··· Exercise materials ···

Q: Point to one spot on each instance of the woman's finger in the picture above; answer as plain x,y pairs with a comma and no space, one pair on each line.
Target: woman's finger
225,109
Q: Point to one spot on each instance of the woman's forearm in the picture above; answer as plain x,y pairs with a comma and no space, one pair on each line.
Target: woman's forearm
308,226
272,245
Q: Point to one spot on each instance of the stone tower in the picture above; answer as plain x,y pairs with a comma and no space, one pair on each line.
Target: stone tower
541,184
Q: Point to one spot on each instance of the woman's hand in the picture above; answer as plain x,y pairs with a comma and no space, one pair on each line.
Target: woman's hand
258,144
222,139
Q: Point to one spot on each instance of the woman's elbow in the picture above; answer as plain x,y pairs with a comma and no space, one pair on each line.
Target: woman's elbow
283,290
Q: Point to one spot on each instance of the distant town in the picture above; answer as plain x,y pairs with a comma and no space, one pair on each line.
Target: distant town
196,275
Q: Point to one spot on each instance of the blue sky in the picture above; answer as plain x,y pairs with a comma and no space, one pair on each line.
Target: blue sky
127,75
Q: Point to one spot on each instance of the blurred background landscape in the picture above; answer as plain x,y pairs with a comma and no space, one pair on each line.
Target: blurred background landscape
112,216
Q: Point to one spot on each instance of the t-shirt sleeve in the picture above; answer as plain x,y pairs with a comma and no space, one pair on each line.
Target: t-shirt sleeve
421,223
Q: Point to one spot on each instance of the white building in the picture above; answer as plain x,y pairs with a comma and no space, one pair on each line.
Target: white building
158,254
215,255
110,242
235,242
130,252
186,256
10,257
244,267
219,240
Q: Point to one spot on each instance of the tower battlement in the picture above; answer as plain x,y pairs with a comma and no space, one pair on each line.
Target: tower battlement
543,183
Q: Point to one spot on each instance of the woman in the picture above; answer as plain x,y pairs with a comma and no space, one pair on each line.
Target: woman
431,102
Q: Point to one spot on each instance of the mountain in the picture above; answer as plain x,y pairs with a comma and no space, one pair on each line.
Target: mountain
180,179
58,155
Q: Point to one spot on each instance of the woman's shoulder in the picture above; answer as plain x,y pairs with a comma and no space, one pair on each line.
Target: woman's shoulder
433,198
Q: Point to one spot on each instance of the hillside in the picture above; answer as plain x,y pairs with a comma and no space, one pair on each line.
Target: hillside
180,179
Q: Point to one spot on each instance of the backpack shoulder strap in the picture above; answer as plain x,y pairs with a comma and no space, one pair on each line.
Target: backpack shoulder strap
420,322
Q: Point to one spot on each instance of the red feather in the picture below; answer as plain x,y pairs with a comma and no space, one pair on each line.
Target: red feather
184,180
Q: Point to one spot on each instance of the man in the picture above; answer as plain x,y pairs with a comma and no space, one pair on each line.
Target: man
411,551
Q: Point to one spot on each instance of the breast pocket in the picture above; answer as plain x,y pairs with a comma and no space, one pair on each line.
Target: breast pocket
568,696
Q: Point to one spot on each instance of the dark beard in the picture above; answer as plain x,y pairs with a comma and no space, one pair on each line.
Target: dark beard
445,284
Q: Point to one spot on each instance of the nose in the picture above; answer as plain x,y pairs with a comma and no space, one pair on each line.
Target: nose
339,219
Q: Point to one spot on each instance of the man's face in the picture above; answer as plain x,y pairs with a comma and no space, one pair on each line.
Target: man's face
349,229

···

--- Directive ---
Can you edit the rows that begin at the line containing "Q: Point to one spot on each instance of the man's" and run through the last row, swapping "man's face" for "man's head" and keeping everything else the same?

--- Right answer ---
Q: Point to one spot on each instance of the man's head in the picture above; answer as plain x,y pairs with a comma and no space, one pair on each line.
Target: man's head
349,229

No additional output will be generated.